SHORT PROBLEM
Reproduce every line of the listing below, requests included. Scale each coordinate in the answers by 0.85, rounding to whole numbers with halves rounded up.
----- SUPPLIED MATERIAL -----
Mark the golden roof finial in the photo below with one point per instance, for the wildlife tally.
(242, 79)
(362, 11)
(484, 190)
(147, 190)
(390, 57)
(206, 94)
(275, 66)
-----
RESULT OF THIS EXERCISE
Mark the golden roof finial in the photo below with one point per instance, for the wildlife tally.
(206, 67)
(308, 9)
(411, 162)
(125, 162)
(332, 48)
(175, 80)
(234, 56)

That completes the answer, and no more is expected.